Lista de exercícios
(a) No trecho, que motivo o garoto dá para ficar no celular?
(b) Transcreva fielmente a parte do trecho que começa nas palavras "Caminhei à noite" e termina em "silenciou de vez.".

Trecho original
——
Caminhei à noite pelo quintal, vagueando pela solidão. Ouvi leves sussurros de lamentos de uma criança que assimilei a mim. Estava com a mãe na garupa da bicicleta, foi quando ouvi dele um sussurro que elevou a um diálogo tenebroso. Entristeci mais do que nos meus desencontros com a angústia: “Você não sai do celular, João! Toda vez que falo com você, você tá aí no celular”, disse a mãe com evidente descontentamento. O garoto, com a honestidade dos céus, trovejou a verdade: “Fico porque só sabem brigar. Você e meu pai só discutem”.

A bicicleta já tinha passado por mim, assim como a voz da mãe que respondeu algo que não compreendi bem. A criança disse com a voz aguda e molhada pela ânsia de lágrima: “Eu só queria ter uma família!” e então, a distância de nossos corpos silenciou de vez.
——
Itens extraídos
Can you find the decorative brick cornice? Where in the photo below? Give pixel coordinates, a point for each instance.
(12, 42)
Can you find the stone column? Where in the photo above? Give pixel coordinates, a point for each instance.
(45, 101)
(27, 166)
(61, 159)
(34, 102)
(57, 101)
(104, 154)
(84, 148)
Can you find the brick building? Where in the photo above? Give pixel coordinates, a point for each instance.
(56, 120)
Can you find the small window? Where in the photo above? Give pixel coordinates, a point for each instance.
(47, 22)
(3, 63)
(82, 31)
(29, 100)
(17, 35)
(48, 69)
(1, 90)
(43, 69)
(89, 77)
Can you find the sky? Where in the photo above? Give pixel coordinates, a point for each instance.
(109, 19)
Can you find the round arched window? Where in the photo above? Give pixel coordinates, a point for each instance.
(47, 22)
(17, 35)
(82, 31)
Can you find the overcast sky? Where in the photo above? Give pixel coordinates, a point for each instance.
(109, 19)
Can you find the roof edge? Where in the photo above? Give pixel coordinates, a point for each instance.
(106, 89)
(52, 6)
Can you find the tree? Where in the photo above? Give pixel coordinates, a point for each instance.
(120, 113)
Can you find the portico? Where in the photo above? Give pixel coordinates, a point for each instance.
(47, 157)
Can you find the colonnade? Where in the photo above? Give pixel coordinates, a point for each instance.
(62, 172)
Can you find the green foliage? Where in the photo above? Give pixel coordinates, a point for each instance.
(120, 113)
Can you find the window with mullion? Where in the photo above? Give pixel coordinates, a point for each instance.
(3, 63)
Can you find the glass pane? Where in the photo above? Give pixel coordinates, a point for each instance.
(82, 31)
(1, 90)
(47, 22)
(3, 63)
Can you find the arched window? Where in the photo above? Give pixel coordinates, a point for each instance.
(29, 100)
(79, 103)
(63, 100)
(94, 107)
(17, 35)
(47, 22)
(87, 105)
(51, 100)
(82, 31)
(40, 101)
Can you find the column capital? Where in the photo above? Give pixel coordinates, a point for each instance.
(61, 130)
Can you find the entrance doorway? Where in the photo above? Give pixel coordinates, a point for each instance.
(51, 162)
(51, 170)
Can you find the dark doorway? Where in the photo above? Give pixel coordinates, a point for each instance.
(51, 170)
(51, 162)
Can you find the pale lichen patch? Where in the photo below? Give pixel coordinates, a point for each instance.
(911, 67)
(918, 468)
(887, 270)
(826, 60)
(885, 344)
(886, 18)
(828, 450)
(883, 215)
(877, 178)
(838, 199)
——
Lista de respostas
(a) Ele diz que fica no celular porque os pais só sabem brigar e só discutem.

(b)
Caminhei à noite pelo quintal, vagueando pela solidão. Ouvi leves sussurros de lamentos de uma criança que assimilei a mim. Estava com a mãe na garupa da bicicleta, foi quando ouvi dele um sussurro que elevou a um diálogo tenebroso. Entristeci mais do que nos meus desencontros com a angústia: “Você não sai do celular, João! Toda vez que falo com você, você tá aí no celular”, disse a mãe com evidente descontentamento. O garoto, com a honestidade dos céus, trovejou a verdade: “Fico porque só sabem brigar. Você e meu pai só discutem”.

A bicicleta já tinha passado por mim, assim como a voz da mãe que respondeu algo que não compreendi bem. A criança disse com a voz aguda e molhada pela ânsia de lágrima: “Eu só queria ter uma família!” e então, a distância de nossos corpos silenciou de vez.